Directions for this task: If a line in the entries below includes the string "green", copy it out.

:: Input data ::

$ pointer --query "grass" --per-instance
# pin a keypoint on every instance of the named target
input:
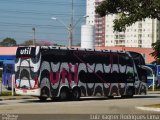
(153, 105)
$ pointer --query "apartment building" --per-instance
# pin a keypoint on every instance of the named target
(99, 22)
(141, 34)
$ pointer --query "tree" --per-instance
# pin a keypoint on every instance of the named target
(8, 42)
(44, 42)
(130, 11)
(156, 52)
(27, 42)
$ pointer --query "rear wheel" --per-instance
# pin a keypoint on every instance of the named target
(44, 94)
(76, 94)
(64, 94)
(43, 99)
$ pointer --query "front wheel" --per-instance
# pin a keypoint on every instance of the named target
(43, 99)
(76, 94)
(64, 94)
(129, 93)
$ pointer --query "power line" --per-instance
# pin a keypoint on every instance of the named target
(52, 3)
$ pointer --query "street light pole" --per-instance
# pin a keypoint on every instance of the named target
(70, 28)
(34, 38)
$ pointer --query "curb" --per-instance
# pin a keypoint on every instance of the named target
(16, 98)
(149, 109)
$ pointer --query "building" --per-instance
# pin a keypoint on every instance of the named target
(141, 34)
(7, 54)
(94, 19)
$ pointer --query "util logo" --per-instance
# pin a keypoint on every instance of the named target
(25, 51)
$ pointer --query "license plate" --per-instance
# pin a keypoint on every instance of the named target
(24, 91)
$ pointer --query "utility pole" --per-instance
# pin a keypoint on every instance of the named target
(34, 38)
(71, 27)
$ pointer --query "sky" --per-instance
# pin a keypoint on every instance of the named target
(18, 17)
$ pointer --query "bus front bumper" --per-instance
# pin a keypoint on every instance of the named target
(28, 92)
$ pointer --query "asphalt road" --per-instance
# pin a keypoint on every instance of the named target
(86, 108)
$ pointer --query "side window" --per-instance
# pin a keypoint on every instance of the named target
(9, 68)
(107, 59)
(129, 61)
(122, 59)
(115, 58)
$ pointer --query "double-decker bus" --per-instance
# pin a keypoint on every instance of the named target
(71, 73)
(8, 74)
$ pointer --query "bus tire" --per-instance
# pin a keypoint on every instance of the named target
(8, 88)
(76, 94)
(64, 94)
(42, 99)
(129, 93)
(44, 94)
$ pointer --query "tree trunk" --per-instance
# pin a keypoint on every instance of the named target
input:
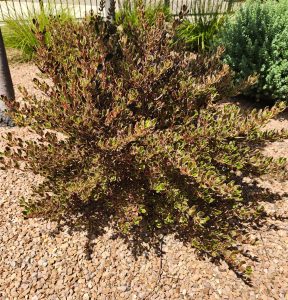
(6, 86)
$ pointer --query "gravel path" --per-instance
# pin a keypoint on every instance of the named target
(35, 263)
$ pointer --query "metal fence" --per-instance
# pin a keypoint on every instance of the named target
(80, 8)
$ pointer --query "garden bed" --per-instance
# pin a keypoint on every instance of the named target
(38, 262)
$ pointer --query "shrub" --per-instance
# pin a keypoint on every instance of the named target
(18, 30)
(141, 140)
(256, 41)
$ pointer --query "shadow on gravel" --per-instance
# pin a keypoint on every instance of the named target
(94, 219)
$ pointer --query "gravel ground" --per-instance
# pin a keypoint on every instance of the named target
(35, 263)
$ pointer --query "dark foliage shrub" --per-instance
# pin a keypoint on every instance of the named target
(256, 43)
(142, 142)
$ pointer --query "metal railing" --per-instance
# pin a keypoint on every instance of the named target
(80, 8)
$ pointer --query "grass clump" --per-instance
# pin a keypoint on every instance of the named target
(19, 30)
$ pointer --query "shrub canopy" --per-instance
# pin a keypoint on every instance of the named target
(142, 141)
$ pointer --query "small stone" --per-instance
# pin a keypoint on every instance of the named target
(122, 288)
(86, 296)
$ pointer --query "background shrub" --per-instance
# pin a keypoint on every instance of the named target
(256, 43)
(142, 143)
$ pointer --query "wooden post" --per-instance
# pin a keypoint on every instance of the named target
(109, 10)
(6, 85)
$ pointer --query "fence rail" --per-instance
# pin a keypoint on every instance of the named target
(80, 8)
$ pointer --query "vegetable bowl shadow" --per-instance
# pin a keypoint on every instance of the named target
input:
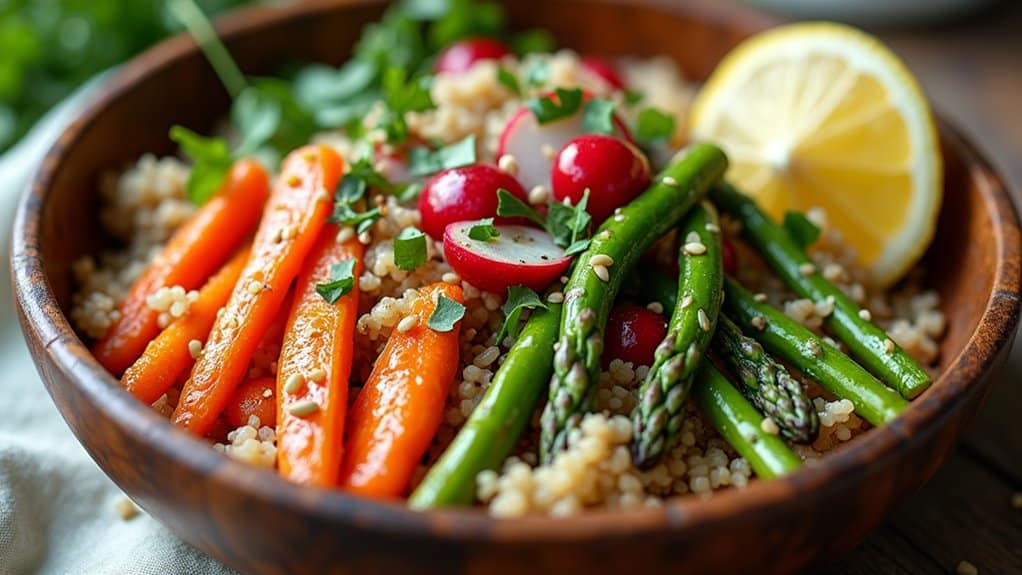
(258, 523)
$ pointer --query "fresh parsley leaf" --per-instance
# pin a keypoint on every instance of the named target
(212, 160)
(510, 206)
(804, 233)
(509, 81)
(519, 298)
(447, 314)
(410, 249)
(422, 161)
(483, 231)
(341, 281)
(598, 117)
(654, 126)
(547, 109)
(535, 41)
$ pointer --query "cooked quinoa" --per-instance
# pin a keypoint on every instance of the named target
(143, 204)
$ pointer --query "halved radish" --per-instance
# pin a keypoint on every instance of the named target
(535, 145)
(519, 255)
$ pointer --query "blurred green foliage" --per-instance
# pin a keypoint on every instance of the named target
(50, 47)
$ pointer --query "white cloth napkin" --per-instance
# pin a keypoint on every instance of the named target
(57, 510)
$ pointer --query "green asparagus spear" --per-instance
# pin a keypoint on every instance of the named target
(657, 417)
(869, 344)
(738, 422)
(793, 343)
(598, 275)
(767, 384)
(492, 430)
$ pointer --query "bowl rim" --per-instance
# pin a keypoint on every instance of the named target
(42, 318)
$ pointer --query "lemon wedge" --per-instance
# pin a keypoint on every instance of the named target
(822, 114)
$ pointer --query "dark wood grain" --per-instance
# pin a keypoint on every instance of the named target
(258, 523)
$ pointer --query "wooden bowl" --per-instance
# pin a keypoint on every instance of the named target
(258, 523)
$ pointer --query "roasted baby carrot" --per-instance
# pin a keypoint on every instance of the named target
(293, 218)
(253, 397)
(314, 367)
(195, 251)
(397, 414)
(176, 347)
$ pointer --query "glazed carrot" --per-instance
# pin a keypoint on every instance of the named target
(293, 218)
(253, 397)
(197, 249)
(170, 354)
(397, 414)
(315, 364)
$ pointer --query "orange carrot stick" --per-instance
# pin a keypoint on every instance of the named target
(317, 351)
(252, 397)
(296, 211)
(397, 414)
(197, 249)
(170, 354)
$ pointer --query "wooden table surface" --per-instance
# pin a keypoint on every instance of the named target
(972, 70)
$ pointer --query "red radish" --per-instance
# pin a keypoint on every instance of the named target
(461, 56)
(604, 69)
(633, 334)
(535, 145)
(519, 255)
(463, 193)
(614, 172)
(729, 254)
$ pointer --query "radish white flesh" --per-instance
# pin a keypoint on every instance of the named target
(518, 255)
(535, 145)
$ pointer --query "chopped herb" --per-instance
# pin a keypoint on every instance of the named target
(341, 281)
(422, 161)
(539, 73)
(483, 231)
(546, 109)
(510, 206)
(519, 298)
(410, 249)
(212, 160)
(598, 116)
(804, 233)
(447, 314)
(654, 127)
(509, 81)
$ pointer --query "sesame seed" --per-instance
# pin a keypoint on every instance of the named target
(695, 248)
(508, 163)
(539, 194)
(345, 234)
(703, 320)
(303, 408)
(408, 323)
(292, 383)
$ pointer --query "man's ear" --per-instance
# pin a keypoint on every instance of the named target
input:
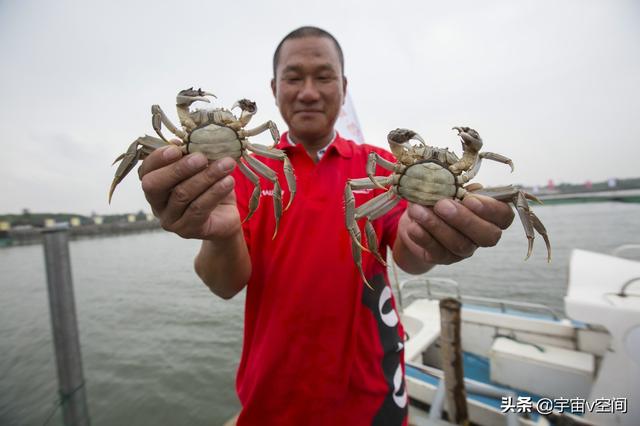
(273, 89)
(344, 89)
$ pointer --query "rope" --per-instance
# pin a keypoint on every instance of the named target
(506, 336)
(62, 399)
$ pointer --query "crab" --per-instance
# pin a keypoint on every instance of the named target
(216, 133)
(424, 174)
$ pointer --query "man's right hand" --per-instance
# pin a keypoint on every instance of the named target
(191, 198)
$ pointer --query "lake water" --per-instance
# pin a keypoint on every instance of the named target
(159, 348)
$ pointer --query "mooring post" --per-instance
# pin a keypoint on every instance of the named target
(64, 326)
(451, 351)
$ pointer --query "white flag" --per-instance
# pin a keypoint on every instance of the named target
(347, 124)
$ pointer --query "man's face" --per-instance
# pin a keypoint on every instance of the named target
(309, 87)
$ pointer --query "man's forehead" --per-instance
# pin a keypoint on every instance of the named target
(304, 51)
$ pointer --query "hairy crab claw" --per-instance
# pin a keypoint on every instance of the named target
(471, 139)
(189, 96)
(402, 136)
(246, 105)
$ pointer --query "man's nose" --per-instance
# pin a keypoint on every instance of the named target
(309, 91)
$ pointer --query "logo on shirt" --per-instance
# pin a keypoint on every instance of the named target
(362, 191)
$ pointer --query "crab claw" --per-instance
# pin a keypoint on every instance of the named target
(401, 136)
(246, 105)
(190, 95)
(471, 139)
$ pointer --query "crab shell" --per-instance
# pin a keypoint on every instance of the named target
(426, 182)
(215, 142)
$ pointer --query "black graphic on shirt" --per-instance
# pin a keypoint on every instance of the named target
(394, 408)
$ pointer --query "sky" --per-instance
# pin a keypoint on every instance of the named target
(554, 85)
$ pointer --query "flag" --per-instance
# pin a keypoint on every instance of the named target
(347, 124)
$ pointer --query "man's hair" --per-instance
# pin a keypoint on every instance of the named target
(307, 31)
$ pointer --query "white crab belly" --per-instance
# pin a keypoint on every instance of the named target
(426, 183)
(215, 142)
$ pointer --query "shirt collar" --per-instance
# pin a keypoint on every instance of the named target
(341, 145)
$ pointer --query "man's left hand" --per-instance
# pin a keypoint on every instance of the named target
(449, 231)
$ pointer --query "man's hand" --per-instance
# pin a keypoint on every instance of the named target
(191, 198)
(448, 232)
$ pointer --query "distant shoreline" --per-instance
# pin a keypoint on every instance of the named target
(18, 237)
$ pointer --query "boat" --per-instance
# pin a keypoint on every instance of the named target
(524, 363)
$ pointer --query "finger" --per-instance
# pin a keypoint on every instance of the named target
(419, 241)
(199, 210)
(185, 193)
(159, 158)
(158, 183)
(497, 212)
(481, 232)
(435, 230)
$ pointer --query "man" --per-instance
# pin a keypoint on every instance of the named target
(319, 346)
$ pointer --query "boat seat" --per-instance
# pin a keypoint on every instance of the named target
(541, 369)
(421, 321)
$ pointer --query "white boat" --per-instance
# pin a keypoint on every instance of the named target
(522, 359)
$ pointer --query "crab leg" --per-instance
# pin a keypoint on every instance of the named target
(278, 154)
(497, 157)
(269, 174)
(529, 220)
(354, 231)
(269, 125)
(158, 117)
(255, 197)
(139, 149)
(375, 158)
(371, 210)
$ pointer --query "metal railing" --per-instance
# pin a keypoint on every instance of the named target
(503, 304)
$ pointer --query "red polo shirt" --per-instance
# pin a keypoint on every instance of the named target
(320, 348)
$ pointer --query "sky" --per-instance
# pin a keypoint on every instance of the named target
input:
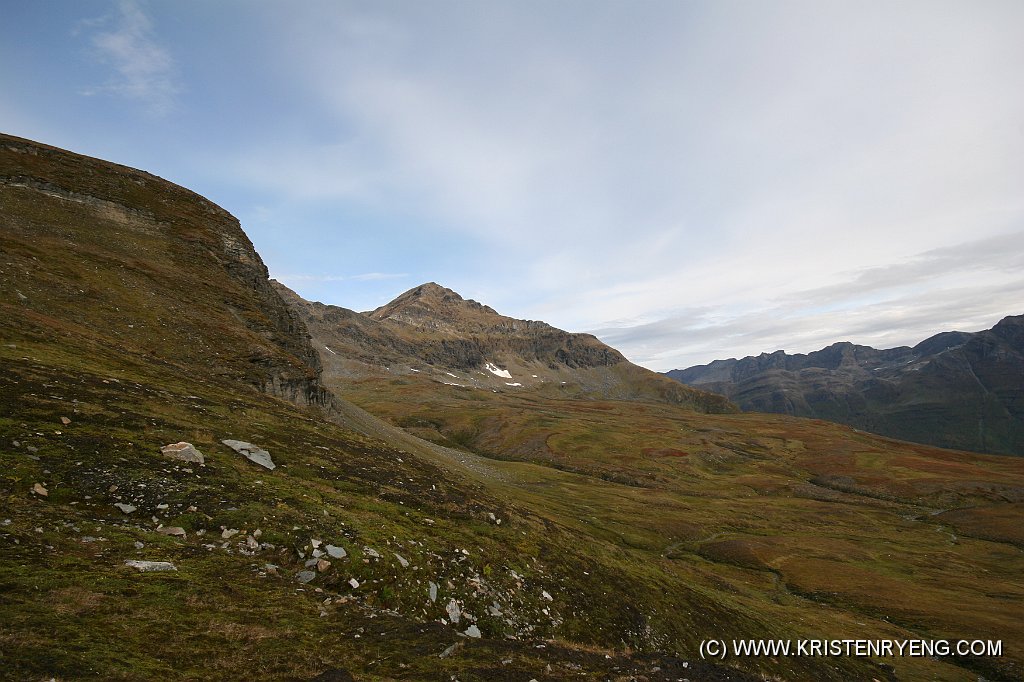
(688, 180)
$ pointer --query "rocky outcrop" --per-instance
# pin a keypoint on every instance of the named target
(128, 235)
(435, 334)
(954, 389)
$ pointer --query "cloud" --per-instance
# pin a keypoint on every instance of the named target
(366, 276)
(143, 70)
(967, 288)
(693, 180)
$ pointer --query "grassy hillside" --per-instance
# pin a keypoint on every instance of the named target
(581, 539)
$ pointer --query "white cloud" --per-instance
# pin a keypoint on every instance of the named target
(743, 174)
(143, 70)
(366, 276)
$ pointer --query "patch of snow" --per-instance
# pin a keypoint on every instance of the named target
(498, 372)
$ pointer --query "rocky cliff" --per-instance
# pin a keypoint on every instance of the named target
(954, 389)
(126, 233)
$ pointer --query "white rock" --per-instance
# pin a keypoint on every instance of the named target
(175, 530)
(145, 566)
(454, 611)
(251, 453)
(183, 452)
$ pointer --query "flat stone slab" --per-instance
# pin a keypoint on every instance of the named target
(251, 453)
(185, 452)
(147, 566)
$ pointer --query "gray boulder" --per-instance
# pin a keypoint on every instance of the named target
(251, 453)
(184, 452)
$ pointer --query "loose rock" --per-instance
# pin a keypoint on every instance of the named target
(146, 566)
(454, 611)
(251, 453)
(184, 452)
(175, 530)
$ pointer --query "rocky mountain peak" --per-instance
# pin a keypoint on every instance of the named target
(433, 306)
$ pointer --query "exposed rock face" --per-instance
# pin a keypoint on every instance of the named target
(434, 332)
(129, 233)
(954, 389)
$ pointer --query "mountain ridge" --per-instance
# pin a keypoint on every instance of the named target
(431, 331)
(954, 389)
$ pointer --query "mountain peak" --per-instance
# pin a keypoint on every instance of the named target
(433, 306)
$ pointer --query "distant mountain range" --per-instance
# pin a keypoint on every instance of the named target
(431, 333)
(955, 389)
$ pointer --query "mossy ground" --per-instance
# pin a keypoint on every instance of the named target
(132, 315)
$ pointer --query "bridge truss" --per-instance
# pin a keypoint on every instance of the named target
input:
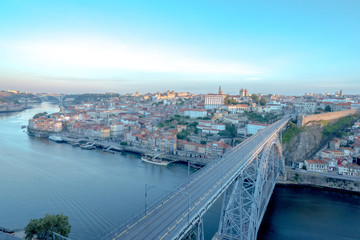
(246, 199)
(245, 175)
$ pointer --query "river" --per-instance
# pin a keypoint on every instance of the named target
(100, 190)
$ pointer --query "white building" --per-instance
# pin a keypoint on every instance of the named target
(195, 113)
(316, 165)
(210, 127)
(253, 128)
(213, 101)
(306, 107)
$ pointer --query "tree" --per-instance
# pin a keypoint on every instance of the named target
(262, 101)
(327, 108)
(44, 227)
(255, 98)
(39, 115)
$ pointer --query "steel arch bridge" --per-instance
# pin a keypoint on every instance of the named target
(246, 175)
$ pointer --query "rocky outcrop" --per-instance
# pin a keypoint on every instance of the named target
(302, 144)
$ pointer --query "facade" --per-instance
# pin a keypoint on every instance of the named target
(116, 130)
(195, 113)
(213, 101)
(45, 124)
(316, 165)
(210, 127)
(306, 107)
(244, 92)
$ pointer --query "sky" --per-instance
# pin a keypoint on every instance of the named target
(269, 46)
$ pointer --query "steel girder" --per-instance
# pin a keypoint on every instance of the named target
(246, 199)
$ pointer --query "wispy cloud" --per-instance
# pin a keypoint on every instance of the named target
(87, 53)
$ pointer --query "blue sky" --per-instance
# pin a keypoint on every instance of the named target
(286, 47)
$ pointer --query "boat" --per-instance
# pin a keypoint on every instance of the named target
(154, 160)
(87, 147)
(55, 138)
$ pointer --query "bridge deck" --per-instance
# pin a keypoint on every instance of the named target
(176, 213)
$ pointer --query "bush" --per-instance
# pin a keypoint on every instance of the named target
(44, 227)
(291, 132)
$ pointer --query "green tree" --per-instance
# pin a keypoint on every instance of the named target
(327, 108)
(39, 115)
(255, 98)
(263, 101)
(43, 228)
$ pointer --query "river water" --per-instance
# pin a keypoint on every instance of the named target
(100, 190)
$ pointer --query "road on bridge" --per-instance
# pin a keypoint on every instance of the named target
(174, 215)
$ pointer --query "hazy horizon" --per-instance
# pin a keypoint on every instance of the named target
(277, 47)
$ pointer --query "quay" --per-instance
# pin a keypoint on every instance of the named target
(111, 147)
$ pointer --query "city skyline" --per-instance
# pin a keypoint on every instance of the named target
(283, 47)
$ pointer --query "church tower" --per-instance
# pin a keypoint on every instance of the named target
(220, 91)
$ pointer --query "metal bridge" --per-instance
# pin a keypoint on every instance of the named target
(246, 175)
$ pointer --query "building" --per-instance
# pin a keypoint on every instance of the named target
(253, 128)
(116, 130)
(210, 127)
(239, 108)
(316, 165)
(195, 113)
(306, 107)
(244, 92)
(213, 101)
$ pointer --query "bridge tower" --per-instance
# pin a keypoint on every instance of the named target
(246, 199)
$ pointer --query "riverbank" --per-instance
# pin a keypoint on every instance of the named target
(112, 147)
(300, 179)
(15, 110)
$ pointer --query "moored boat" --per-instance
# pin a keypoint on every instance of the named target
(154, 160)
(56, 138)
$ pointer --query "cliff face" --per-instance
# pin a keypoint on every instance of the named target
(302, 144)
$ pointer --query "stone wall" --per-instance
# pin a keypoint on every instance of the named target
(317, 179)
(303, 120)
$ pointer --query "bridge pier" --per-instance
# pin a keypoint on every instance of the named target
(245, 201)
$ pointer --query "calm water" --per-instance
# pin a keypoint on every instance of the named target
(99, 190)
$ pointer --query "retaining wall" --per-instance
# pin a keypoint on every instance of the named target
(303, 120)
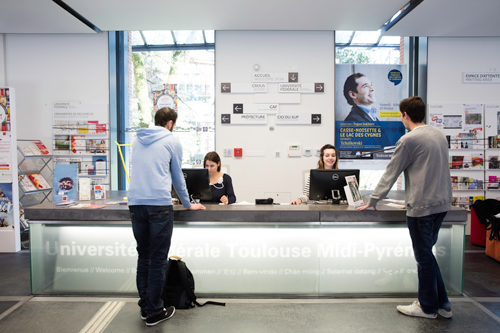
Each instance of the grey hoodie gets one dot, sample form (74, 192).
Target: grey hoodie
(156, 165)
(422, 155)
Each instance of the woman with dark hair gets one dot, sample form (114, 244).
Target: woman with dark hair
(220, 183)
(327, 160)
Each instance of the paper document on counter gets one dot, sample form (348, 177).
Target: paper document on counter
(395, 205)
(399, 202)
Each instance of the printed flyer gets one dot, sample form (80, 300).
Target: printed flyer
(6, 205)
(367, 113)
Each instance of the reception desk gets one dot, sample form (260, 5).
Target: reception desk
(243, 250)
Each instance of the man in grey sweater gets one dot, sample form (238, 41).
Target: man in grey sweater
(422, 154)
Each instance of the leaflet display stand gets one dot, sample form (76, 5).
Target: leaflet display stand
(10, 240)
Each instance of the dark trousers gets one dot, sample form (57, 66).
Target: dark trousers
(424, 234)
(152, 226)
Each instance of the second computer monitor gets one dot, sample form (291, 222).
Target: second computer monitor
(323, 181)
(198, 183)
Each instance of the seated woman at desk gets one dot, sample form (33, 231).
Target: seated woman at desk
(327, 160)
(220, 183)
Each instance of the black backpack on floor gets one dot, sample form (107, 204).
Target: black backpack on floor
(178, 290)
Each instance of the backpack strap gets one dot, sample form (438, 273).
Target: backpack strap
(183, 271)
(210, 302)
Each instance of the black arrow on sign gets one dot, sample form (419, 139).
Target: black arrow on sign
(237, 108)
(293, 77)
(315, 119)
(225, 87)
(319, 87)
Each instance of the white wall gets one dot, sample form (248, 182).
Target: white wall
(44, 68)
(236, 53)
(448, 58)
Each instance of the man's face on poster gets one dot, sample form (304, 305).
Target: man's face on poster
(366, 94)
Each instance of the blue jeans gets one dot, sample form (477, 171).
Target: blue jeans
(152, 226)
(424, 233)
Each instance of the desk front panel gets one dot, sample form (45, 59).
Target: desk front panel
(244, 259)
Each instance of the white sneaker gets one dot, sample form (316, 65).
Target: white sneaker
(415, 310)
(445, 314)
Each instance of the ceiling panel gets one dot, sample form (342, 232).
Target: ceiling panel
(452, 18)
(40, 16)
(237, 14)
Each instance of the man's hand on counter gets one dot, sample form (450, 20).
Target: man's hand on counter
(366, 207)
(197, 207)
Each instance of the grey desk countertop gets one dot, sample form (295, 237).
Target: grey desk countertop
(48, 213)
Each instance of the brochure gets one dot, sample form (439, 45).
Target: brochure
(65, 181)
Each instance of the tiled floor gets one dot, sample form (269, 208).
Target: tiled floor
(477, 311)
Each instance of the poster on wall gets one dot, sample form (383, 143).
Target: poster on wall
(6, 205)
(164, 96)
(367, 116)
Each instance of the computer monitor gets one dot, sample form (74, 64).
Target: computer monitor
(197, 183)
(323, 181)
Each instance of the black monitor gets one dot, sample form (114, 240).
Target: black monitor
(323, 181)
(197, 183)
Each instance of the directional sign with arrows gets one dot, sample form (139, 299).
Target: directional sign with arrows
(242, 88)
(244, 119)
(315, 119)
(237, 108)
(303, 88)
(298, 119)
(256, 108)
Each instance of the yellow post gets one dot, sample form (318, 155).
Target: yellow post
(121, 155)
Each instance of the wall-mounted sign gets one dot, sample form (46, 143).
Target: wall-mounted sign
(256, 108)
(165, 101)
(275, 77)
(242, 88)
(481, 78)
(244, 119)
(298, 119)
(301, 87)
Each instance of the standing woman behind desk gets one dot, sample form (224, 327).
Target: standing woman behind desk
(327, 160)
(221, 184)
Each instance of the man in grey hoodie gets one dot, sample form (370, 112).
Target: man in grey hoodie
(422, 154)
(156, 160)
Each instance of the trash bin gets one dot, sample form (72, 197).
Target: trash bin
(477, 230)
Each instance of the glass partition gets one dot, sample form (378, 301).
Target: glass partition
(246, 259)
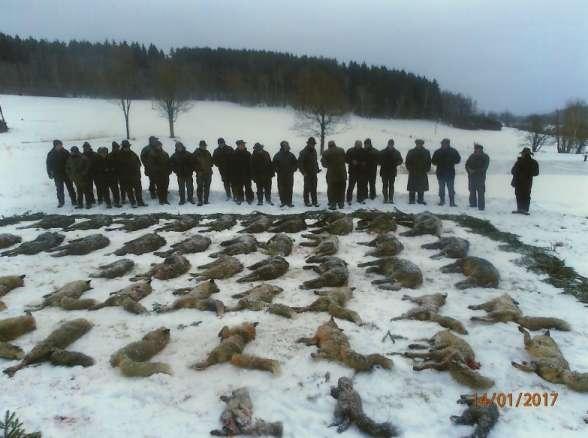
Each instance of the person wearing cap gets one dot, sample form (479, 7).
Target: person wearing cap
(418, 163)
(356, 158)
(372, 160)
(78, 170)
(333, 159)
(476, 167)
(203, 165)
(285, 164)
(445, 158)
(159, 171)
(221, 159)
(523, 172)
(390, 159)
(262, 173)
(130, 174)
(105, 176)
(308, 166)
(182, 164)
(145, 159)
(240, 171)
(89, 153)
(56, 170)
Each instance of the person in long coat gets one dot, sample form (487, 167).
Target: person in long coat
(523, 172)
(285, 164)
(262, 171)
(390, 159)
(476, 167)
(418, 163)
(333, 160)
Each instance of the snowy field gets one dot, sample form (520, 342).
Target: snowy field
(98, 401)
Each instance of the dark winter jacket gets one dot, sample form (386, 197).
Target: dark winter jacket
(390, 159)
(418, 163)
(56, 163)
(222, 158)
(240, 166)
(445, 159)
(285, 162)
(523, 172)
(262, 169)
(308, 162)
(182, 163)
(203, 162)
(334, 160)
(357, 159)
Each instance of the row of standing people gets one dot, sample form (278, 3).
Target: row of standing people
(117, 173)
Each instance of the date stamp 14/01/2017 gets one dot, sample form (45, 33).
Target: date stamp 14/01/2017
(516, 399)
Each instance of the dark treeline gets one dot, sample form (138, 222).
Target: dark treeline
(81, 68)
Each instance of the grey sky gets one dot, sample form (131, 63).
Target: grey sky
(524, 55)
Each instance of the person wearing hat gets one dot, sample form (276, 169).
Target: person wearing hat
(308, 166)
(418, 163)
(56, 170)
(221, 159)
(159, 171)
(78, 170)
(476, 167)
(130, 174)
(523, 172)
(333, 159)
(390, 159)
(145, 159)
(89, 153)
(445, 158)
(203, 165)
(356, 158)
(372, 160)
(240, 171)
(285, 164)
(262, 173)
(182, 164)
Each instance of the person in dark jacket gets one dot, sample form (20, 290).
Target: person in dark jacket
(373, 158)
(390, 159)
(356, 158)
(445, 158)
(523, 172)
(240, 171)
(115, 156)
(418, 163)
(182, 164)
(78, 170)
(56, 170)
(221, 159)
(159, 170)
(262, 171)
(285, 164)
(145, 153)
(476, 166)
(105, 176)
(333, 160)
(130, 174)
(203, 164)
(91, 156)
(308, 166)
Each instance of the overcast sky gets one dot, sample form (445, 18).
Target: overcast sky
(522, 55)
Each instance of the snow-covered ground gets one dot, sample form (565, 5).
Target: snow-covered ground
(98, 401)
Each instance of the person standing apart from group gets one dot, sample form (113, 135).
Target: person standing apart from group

:::

Finished exercise:
$ pointer --query "blurred green foliage" --per-instance
$ pointer --query "green asparagus spear" --per-instance
$ pointer --query "green tree" --per-instance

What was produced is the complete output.